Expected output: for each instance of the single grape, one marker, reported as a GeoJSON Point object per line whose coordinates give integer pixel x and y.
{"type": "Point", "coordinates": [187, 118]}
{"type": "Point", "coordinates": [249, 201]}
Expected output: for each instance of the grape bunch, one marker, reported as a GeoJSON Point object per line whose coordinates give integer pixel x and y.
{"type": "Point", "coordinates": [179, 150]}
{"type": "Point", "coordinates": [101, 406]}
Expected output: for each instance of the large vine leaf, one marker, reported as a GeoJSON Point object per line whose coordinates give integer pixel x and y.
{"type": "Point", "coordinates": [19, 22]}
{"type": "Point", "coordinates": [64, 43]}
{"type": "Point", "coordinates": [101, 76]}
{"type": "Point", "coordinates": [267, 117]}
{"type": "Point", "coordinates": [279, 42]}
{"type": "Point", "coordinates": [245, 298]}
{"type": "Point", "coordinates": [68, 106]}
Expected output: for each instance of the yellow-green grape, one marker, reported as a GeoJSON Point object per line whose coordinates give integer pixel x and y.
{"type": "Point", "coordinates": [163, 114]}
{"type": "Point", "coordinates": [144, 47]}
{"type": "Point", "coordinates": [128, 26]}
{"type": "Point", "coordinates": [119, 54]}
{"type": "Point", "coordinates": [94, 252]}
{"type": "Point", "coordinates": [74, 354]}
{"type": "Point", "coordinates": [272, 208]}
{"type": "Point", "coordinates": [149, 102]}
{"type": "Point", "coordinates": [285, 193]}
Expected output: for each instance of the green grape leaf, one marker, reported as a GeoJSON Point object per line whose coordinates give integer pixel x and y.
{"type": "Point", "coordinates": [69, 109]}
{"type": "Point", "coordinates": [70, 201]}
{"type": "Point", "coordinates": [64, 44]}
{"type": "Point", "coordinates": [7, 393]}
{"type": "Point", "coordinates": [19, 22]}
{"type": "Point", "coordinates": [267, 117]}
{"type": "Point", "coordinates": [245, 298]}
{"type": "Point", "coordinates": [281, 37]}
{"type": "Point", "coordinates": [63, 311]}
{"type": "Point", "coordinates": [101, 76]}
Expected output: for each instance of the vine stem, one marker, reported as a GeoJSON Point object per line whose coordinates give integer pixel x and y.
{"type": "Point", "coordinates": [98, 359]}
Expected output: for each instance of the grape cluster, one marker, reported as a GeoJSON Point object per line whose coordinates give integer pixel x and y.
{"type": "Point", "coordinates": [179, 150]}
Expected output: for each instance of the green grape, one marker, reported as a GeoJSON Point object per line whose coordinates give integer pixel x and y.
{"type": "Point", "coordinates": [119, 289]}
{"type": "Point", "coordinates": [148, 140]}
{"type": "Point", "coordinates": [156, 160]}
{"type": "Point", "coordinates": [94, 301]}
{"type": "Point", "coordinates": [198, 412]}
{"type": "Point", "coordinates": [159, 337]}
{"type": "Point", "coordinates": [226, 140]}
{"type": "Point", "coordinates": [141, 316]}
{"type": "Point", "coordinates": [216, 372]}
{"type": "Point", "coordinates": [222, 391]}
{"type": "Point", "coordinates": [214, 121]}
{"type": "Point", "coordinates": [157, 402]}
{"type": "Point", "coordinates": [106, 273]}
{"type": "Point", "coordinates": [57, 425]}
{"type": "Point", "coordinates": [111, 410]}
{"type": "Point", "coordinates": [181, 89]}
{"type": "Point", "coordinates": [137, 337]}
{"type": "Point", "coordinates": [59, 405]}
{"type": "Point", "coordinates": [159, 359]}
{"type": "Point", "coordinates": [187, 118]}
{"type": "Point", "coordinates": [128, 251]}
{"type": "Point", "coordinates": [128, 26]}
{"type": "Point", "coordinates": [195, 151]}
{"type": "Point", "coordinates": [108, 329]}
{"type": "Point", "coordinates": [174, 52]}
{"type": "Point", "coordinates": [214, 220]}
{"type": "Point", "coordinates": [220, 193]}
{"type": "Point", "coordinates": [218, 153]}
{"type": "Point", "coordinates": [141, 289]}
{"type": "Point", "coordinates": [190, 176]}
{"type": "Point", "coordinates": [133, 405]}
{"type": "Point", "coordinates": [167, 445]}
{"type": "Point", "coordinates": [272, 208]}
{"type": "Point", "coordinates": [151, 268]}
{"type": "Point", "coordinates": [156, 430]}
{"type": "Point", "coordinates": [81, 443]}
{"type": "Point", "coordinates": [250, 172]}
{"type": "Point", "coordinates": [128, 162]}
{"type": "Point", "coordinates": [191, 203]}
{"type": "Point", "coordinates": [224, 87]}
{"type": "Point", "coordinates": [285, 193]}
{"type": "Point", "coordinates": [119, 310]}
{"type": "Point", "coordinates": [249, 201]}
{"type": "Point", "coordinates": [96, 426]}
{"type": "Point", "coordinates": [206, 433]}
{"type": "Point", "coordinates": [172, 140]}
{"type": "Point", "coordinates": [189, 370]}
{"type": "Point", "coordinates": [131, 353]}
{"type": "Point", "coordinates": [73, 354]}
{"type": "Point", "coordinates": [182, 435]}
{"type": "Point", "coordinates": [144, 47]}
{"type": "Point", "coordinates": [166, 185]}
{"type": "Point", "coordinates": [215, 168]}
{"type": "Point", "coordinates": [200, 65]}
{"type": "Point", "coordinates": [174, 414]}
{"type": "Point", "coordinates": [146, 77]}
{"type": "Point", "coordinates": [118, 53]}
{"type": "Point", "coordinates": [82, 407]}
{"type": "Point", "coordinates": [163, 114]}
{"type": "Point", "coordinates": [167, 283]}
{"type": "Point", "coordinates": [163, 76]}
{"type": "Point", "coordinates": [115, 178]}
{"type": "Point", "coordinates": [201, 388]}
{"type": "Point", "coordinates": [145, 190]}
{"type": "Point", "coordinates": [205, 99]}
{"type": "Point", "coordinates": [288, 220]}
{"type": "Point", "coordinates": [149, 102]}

::::::::::

Goal: Using the exact wording, write out all of the records.

Solution for this task:
Expected output: for each instance of the single grape, one marker, reported as a GeoJSON Point object per line whose coordinates give integer pixel x and y.
{"type": "Point", "coordinates": [187, 118]}
{"type": "Point", "coordinates": [249, 201]}
Expected output: for each instance of the grape bunch, one marker, reported as a GeoJSON Point object per line whose coordinates give integer pixel x and y.
{"type": "Point", "coordinates": [179, 150]}
{"type": "Point", "coordinates": [101, 406]}
Expected output: for each instance of the large vine leaf, one marker, reported as a GeoJSON Point object per line whose coordinates give integer pixel x and y.
{"type": "Point", "coordinates": [19, 22]}
{"type": "Point", "coordinates": [64, 43]}
{"type": "Point", "coordinates": [101, 76]}
{"type": "Point", "coordinates": [267, 117]}
{"type": "Point", "coordinates": [279, 42]}
{"type": "Point", "coordinates": [245, 298]}
{"type": "Point", "coordinates": [68, 106]}
Expected output: for each instance of the yellow-green grape, one marker, reported as a GeoJSON Point object per line whose coordinates give integer pixel x and y.
{"type": "Point", "coordinates": [163, 114]}
{"type": "Point", "coordinates": [144, 47]}
{"type": "Point", "coordinates": [128, 26]}
{"type": "Point", "coordinates": [119, 54]}
{"type": "Point", "coordinates": [94, 252]}
{"type": "Point", "coordinates": [74, 354]}
{"type": "Point", "coordinates": [272, 208]}
{"type": "Point", "coordinates": [149, 102]}
{"type": "Point", "coordinates": [285, 193]}
Expected output: for each instance of the green grape leaf, one marker, reported as a GeoJSON Point object per line whose coordinates give integer pixel x and y.
{"type": "Point", "coordinates": [69, 109]}
{"type": "Point", "coordinates": [70, 201]}
{"type": "Point", "coordinates": [64, 44]}
{"type": "Point", "coordinates": [7, 393]}
{"type": "Point", "coordinates": [19, 22]}
{"type": "Point", "coordinates": [267, 117]}
{"type": "Point", "coordinates": [245, 298]}
{"type": "Point", "coordinates": [281, 37]}
{"type": "Point", "coordinates": [63, 311]}
{"type": "Point", "coordinates": [101, 76]}
Expected output: for each instance of the vine stem, one marker, reported as a GeoJSON Point object per line whose coordinates give integer pixel x and y.
{"type": "Point", "coordinates": [98, 359]}
Expected output: for each instance of the grape cluster, one marker, reported as a GeoJSON Point object per line whose coordinates give integer pixel x and y.
{"type": "Point", "coordinates": [179, 150]}
Expected output: for each instance of the green grape, one marker, reported as a GeoJSON Point object per line whose coordinates give integer pixel x and y.
{"type": "Point", "coordinates": [119, 289]}
{"type": "Point", "coordinates": [148, 140]}
{"type": "Point", "coordinates": [156, 160]}
{"type": "Point", "coordinates": [94, 301]}
{"type": "Point", "coordinates": [198, 412]}
{"type": "Point", "coordinates": [159, 337]}
{"type": "Point", "coordinates": [226, 140]}
{"type": "Point", "coordinates": [141, 316]}
{"type": "Point", "coordinates": [216, 372]}
{"type": "Point", "coordinates": [222, 391]}
{"type": "Point", "coordinates": [214, 121]}
{"type": "Point", "coordinates": [157, 402]}
{"type": "Point", "coordinates": [106, 273]}
{"type": "Point", "coordinates": [57, 425]}
{"type": "Point", "coordinates": [111, 410]}
{"type": "Point", "coordinates": [181, 89]}
{"type": "Point", "coordinates": [137, 337]}
{"type": "Point", "coordinates": [59, 405]}
{"type": "Point", "coordinates": [159, 359]}
{"type": "Point", "coordinates": [187, 118]}
{"type": "Point", "coordinates": [128, 251]}
{"type": "Point", "coordinates": [128, 26]}
{"type": "Point", "coordinates": [195, 151]}
{"type": "Point", "coordinates": [108, 329]}
{"type": "Point", "coordinates": [174, 52]}
{"type": "Point", "coordinates": [214, 220]}
{"type": "Point", "coordinates": [220, 193]}
{"type": "Point", "coordinates": [218, 153]}
{"type": "Point", "coordinates": [141, 289]}
{"type": "Point", "coordinates": [190, 176]}
{"type": "Point", "coordinates": [133, 405]}
{"type": "Point", "coordinates": [167, 445]}
{"type": "Point", "coordinates": [272, 208]}
{"type": "Point", "coordinates": [151, 268]}
{"type": "Point", "coordinates": [156, 430]}
{"type": "Point", "coordinates": [81, 443]}
{"type": "Point", "coordinates": [250, 172]}
{"type": "Point", "coordinates": [128, 162]}
{"type": "Point", "coordinates": [191, 203]}
{"type": "Point", "coordinates": [224, 87]}
{"type": "Point", "coordinates": [285, 193]}
{"type": "Point", "coordinates": [119, 310]}
{"type": "Point", "coordinates": [249, 201]}
{"type": "Point", "coordinates": [96, 426]}
{"type": "Point", "coordinates": [206, 433]}
{"type": "Point", "coordinates": [172, 140]}
{"type": "Point", "coordinates": [189, 370]}
{"type": "Point", "coordinates": [131, 353]}
{"type": "Point", "coordinates": [73, 354]}
{"type": "Point", "coordinates": [182, 435]}
{"type": "Point", "coordinates": [144, 47]}
{"type": "Point", "coordinates": [166, 185]}
{"type": "Point", "coordinates": [215, 168]}
{"type": "Point", "coordinates": [200, 65]}
{"type": "Point", "coordinates": [174, 414]}
{"type": "Point", "coordinates": [146, 77]}
{"type": "Point", "coordinates": [118, 53]}
{"type": "Point", "coordinates": [82, 407]}
{"type": "Point", "coordinates": [163, 114]}
{"type": "Point", "coordinates": [167, 283]}
{"type": "Point", "coordinates": [163, 76]}
{"type": "Point", "coordinates": [115, 178]}
{"type": "Point", "coordinates": [201, 388]}
{"type": "Point", "coordinates": [145, 190]}
{"type": "Point", "coordinates": [205, 99]}
{"type": "Point", "coordinates": [288, 220]}
{"type": "Point", "coordinates": [149, 102]}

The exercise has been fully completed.